AIM:
Find every line in the listing below that contains the string "JSON" and copy each of those lines.

PROVIDED INFORMATION:

________________________

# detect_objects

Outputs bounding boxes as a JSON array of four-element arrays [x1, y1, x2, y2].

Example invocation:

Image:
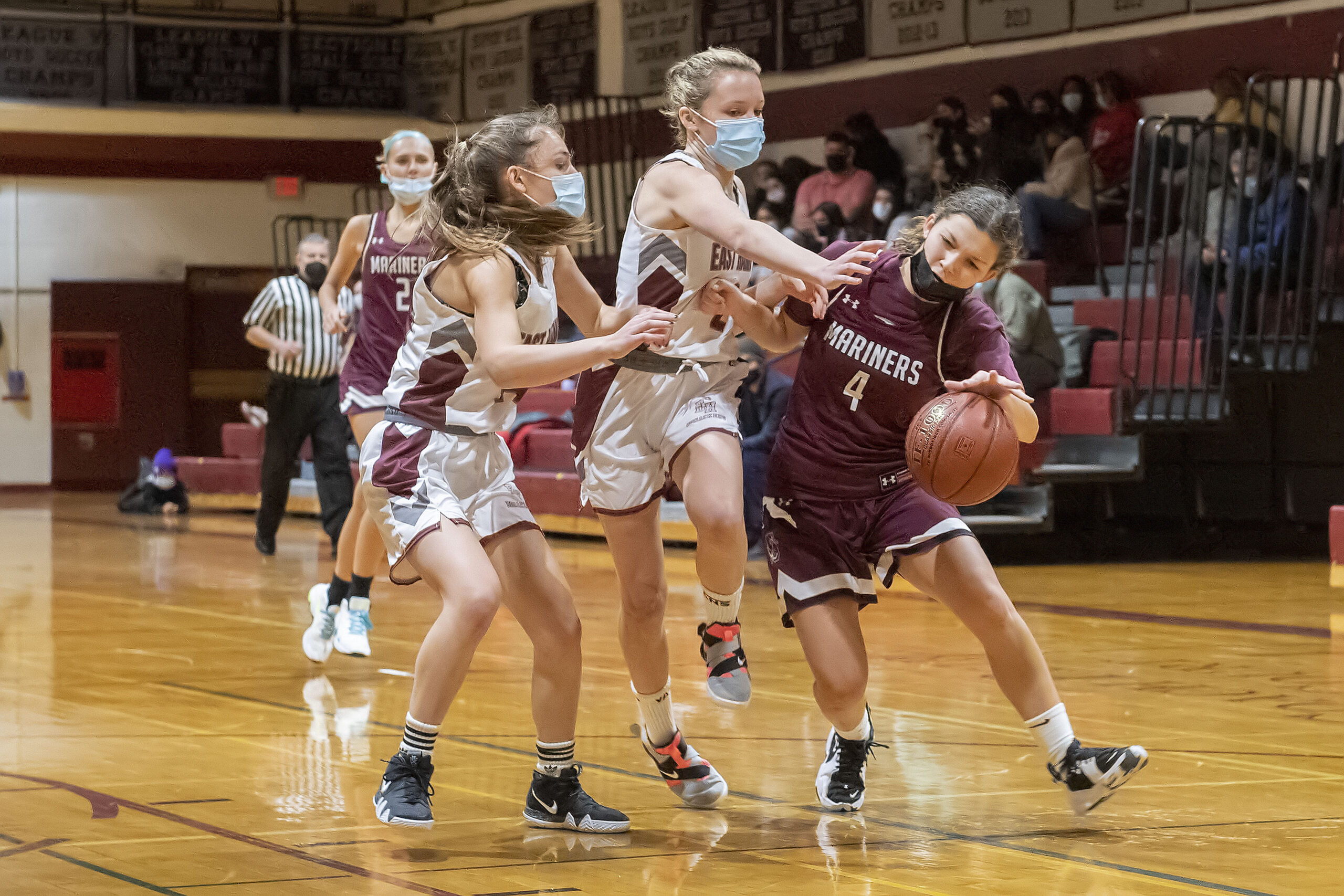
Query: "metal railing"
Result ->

________________________

OUTPUT:
Outputs bounding boxes as a JSON array of four-element arrays [x1, y1, x2, y2].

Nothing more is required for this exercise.